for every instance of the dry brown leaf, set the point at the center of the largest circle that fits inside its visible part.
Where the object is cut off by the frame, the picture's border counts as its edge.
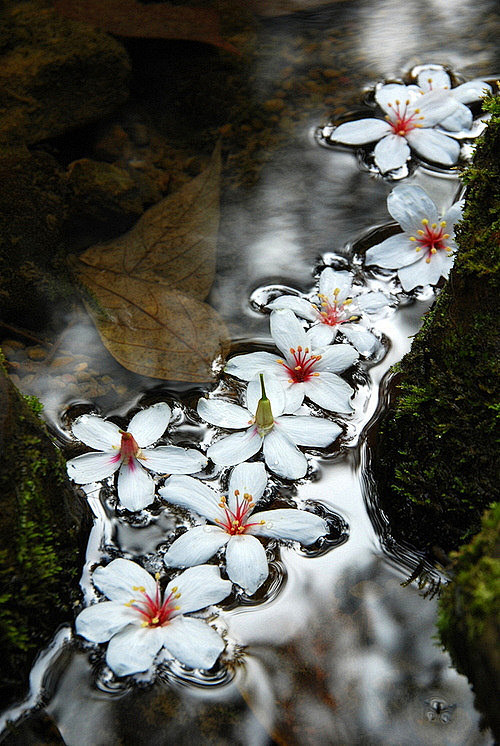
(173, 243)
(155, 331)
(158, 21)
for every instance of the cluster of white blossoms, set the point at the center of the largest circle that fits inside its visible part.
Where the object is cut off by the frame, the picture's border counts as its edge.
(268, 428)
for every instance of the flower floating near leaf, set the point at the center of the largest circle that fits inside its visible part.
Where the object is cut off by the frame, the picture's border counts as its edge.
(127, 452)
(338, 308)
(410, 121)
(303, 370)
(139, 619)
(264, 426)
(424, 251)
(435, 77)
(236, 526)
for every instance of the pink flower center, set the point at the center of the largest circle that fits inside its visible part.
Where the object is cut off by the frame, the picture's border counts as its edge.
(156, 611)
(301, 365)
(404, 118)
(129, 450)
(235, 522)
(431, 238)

━━━

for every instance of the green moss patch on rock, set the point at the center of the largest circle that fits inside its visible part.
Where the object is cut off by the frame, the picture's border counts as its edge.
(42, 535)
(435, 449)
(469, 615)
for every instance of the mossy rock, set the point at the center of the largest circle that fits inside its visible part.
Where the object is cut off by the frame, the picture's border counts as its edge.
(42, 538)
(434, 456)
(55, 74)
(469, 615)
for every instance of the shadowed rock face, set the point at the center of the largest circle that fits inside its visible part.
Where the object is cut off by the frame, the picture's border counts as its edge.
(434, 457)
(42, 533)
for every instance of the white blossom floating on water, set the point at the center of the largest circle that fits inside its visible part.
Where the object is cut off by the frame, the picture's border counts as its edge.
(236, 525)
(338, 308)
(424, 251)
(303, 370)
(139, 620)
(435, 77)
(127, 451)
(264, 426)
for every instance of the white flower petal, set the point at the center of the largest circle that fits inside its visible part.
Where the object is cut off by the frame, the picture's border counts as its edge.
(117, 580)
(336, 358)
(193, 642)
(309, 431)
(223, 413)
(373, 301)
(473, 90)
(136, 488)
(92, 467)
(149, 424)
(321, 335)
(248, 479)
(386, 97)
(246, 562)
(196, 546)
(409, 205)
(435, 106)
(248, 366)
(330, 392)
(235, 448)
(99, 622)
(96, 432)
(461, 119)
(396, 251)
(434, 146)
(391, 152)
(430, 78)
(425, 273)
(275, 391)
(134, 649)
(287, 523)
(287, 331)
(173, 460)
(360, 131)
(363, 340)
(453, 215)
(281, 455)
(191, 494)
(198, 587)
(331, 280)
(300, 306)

━━━

▶ **AIM OF THE TASK**: Filter the records above for "flower" and copy every matching line.

▶ **OUTPUT BELOW**:
for every instance of the flower floating near leaf, set the point at the center of the largest circle that fits inside its visible part.
for every instance of the pink flower center, set the point at the center of the largest circle that fits inside its visible part.
for every instance of the white flower petal, set the point at the center of the largest circle that fits inside its visible part.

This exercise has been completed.